▸ **EXCERPT TO READ**:
An author of Speculative Fiction, speculates about fiction.

Posts tagged “Steampunk

Selling books ain’t easy – How to get your books noticed at events

The perfect selling combo

Well, The Adventures of Alan Shaw is out there in the universe now. I’ve had my first couple of signings and everything seems to be going well. Lots of folks who read Greaveburn came along to both Waterstones in Doncaster and Leeds Steampunk Market to pick up their copies of the new book, which is very nice of them indeed.

What I noticed, however, is that new readers were leaning toward Greaveburn rather than Alan Shaw. Despite the logic which would suggest that the next book would be better. After all, I’ve had a lot more practice at this thing I do, so I certainly hope I’ve learnt something (Jury’s still out, though). And I think I know why. Greaveburn is shorter!

▸ **MATERIAL SUPPLIED**:
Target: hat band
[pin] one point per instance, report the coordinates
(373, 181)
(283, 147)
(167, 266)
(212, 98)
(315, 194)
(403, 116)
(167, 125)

▸ **WRITTEN PROBLEM**:
Pick up the blog post on selling books at events right after its last sentence and keep writing it. These rows have nothing to do with the blog post on selling books at events.

▸ **EXPECTED ANSWER**:
Why would you start reading a new author, not knowing if you’re going to like it, and pay a pound extra for the larger book? Of course you wouldn’t! You read the shorter, cheaper book and, if you like it, you read more. I also noticed that as the pile of Greaveburn copies went down, people picked it up more. That would suggest readers believe the sales of books to be indicative of quality. So, the sales of Greaveburn perpetuated themselves.

Awesome!

Just when I thought no one would be interested in the older novel, it kicks serious ass at Leeds Steampunk Market.

Of course, for the author, you want people to read and review your new work, so it can feel disappointing. But once Greaveburn had sold out, people headed over to the Alan Shaw pile and they disappeared, too. That pretty much proves my point about reader psychology and the books they buy.

Also, everyone wanted to know if the books were part of a series. People want to read epic stories nowadays. Everyone is looking for their next 50 Shades of Harry Potter and the Hunger Games series. For the love of God, if someone asks you if your book is part of a series, even if you’re still working on the other books and it’s just a possibility, tell them about it!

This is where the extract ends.